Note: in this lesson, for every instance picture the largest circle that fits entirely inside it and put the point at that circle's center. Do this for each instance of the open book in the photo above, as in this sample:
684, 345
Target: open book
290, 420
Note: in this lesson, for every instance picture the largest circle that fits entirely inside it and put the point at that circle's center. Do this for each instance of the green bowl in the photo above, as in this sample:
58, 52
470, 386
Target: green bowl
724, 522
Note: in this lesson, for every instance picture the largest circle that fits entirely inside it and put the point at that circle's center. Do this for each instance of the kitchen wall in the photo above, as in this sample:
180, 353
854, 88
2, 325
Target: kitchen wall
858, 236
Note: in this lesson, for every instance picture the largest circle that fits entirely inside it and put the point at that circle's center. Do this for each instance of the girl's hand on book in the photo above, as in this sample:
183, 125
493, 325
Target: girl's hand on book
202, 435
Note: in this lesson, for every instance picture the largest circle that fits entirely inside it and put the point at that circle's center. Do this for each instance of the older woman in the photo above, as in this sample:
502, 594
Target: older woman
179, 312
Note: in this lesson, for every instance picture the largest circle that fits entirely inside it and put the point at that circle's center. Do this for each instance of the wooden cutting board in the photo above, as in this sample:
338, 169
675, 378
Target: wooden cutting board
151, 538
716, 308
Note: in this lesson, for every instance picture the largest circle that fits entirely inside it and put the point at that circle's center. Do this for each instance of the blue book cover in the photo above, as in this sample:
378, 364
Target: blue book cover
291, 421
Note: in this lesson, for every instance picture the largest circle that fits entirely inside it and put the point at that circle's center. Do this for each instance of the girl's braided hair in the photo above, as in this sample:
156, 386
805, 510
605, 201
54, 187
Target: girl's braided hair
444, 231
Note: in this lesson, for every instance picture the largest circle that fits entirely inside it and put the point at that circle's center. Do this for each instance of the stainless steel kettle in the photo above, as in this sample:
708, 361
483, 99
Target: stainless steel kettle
□ □ □ □
Work task: Transcribe every record above exactly.

Solution below:
Note: in this lesson, for every instance picture the largest circle that fits entirely inside it and put the point at that circle's center. Do this for each instance of the open book in the photo above, as in this sample:
684, 345
Target: open book
290, 420
Note: in this lesson, for every instance picture the largest circle that fits entirely inside it and put the point at that circle's center. Do this for each instance of the green bowl in the photo above, as in this sample:
58, 52
470, 386
Target: green bowl
724, 522
Note: in this lesson, for every instance picture the largest circle that fits entirely inside it and put the point at that circle's center. Do this for each instance of the kitchen wall in the photo above, as in this sample:
180, 353
854, 88
2, 325
Target: kitchen wall
858, 236
Note: in this lesson, for every instance picture the largest circle that fits entirely inside it and put the point at that circle's center. Do this for each instance of the girl's hand on book in the photo above, as in this sample:
183, 125
493, 325
Target: girl's hand on book
202, 435
Note: in this lesson, for every instance picture the largest circle that fits entirely inside it and put the point at that circle's center. Do this for each instance of the older woman in the photo above, as in this sample:
502, 594
Target: older woman
179, 312
Note: in this lesson, for every instance picture the largest circle that fits entirely inside it and put the point at that circle's center. Do this for each instance of the wooden cutting board in the photo above, as in this sample:
338, 169
675, 378
Target: wooden cutting board
151, 538
716, 308
Note: in this lesson, for every instance picture the largest circle that fits entirely inside it and put the point at that circle's center. Do this for each instance of the blue book cover in the photo above, as in this sample:
378, 364
Target: blue book cover
291, 421
Note: in this lesson, for every instance picture the largest circle that fits entirely inside it and put the point at that circle's center. Do this for each instance of the girl's braided hair in the photo above, as in this sample:
156, 386
805, 510
605, 201
54, 187
Target: girl's braided hair
444, 231
Note: in this lesson, for every instance picture the largest circle that fits entirely inside it and put the point at that circle's center. Do this for each instance of the stainless steel kettle in the photo above, as in this sample:
708, 361
483, 99
Target: stainless steel kettle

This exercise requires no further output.